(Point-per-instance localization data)
--
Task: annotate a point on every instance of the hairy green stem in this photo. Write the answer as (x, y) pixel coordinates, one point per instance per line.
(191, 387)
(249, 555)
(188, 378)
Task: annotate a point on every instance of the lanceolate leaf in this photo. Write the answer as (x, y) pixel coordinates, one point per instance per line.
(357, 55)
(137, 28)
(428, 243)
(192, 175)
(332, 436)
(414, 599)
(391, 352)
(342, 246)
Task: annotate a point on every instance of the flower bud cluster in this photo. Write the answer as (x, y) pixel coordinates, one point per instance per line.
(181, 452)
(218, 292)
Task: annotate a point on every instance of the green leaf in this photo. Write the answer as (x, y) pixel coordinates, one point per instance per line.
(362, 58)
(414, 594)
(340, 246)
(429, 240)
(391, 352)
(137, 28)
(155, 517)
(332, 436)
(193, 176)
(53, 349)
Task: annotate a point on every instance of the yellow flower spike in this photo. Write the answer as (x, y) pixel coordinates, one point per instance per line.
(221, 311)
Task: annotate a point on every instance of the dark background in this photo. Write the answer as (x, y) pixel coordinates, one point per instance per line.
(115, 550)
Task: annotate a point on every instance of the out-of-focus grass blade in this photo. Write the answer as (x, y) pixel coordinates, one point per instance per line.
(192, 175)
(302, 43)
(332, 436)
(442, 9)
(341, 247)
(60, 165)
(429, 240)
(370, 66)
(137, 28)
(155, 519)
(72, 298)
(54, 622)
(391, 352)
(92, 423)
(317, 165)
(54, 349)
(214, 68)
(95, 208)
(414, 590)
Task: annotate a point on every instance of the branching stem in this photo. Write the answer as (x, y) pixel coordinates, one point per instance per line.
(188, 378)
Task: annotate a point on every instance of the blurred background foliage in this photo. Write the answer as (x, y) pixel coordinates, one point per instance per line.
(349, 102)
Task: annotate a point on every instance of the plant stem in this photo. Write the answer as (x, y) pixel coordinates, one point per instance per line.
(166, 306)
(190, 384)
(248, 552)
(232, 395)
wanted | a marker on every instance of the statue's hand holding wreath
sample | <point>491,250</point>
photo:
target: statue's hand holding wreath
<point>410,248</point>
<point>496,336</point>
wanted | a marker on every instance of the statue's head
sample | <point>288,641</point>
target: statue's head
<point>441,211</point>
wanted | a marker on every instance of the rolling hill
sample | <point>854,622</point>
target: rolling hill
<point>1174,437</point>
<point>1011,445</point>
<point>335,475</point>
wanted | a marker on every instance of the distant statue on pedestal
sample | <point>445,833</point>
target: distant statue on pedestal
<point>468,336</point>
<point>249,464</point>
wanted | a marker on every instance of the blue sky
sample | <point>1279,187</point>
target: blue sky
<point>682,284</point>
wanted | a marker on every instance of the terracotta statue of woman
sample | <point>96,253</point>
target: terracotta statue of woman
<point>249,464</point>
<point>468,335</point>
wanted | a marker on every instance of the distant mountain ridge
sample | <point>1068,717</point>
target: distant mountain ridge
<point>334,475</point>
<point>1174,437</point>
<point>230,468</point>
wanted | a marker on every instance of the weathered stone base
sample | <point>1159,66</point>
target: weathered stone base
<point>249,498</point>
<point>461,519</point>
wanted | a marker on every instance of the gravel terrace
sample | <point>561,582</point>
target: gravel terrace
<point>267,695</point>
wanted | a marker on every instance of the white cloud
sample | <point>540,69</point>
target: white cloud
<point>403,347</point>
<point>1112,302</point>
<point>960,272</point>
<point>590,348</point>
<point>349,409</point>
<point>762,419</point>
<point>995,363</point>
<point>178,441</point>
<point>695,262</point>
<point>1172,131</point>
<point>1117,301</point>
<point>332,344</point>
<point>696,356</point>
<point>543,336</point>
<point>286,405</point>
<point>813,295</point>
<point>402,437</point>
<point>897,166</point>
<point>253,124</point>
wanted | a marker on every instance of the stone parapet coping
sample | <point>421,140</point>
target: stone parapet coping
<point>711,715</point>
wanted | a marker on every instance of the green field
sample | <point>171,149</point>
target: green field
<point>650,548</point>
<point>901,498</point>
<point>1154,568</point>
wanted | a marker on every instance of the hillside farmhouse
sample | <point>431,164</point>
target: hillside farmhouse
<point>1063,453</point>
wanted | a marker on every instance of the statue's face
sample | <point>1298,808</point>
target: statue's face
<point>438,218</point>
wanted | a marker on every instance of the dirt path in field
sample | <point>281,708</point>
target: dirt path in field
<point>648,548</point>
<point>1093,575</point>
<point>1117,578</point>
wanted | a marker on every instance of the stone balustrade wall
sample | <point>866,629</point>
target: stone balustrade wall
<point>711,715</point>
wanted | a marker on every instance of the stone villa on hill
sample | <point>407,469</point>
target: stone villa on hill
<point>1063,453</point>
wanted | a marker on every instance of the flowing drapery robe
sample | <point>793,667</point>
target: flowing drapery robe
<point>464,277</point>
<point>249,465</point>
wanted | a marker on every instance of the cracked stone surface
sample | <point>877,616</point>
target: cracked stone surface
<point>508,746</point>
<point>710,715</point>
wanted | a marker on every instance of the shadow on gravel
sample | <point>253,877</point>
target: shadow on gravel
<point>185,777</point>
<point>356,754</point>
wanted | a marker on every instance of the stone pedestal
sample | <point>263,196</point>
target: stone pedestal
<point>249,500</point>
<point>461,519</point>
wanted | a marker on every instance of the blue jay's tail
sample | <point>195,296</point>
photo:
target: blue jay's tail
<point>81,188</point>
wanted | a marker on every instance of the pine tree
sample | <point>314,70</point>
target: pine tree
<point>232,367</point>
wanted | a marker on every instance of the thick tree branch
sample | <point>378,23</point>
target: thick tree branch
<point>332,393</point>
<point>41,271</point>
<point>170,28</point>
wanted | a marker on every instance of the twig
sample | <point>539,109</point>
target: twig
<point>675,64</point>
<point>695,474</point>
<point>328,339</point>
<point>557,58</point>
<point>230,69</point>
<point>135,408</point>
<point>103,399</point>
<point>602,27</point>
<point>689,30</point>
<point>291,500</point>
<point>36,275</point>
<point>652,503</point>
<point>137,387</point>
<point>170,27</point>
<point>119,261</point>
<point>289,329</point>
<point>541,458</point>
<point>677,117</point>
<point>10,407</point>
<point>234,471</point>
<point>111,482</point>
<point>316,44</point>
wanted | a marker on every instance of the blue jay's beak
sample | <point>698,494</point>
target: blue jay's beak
--
### How to complete this task
Your answer should hold every line of the entries that contains the string "beak".

### Solution to this task
wanted | a marker on every instance of the blue jay's beak
target: blue jay's beak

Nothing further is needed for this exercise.